(TEXT SECTION):
New layoffs in New Zealand meat processing
31 March 2016
Amid an ongoing global restructuring of the meat processing industry, New Zealand company Affco laid off 214 workers at its Rangiuru plant, in the Bay of Plenty, earlier this month.
About 50 workers briefly protested the layoffs outside the plant. The Meat Workers Union (MWU) said the company was targeting unionised senior staff, in apparent defiance of court orders. Veteran workers would normally be laid off last at the end of the killing season, but instead this time had gone first. Some workers had 35 to 45 years of service. The layoffs came three weeks earlier than usual, putting workers at least $1,800 out of pocket.
Owned by the Talley Group, an agribusiness conglomerate, Affco is New Zealand’s fourth largest meat processor. It has been in and out of court over the past year, following a lockout of MWU members who refused to sign individual contracts at several plants. The Rangiuru layoffs came after the Employment Relations Authority ordered the reinstatement of two MWU delegates who had been sacked over their union activities.
The union declared it would return to court over the way the layoffs were carried through. This is a ploy to divert and suppress any united action by meat workers over deepening struggles within the industry. A series of fruitless court cases have been taken against Affco over repeated legal breaches, including lengthy lockouts and the denial of the union’s access rights at processing plants.
Last August, the MWU called off a planned two-day strike by about 1,000 workers at eight Affco sheds in an 18-month dispute over Affco’s demands for cuts to pay rates, a longer working day, an end to seniority for workers and changes to work breaks. The Employment Court had earlier dismissed court action by the MWU over Affco’s move to lock out workers at the Rangiuru plant. The court ordered the parties back into mediation, which the MWU accepted but Affco walked away from.
Affco has continued attacks on jobs and conditions. In February, 170 Wairoa meat workers returned to work, ending a five-month lockout after the Employment Court declared that Affco unlawfully locked out workers and breached its “good faith” obligations under the Employment Relations Act when bargaining employment contracts.
These are the most recent in a series of assaults. A 65-day lockout of 110 meat workers at the Canterbury Meat Packers Rangitikei lamb and sheep plant in 2011 resulted in the MWU and the Council of Trade Unions agreeing to cuts to pay and conditions after the workers were virtually starved back to work. In early 2012, 1,300 Affco meat workers held a 5-day strike in support of 1,000 workers locked out from five plants over a collective agreement dispute.
Globally, US, Brazilian and other giants are rationalising production and slashing labour costs in pursuit of ever-greater corporate profits. Last November, Tyson Foods, the world’s largest meat producer, announced that two of its US plants would close in 2016 at a cost of 880 jobs. Australian meat workers face ongoing demands for wage cuts, increased productivity, casualisation and job cuts following a series of industry takeovers.
In November 2014, financial commentator Rod Oram, an advisor to the industry “reform” group Meat Industry Excellence (MIE), warned in the Sunday Star Times that the New Zealand processing industry had entered a “death spiral.” From 2003 to 2013, the number of sheep in New Zealand fell 22 percent, while beef cattle fell 20 percent as many farmers, seeking bigger profits, converted to dairying. The processing companies, Oram claimed, had failed to slash excess capacity. One report commissioned by MIE recommended the closure of up to 19 plants.

(JOB): Retype the stretch of the report on the New Zealand meat layoffs from "The union declared" through "at processing plants.". The material that follows is not needed for anything here.

(DATA SEGMENT):
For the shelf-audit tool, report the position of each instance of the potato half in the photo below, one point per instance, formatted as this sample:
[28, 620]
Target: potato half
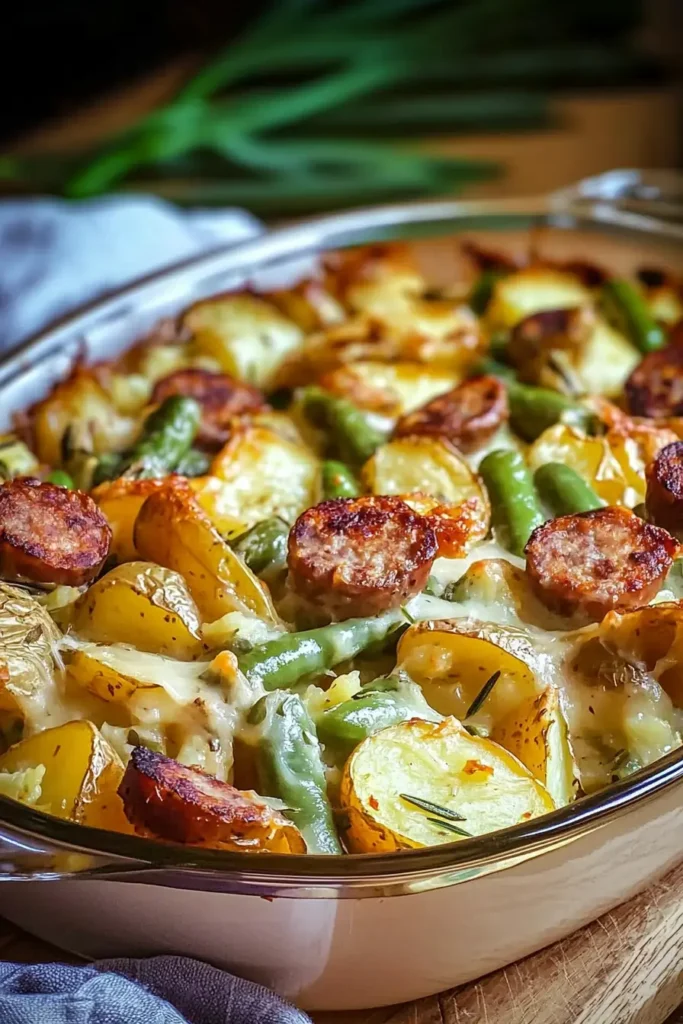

(RESPONSE BELOW):
The union declared it would return to court over the way the layoffs were carried through. This is a ploy to divert and suppress any united action by meat workers over deepening struggles within the industry. A series of fruitless court cases have been taken against Affco over repeated legal breaches, including lengthy lockouts and the denial of the union’s access rights at processing plants.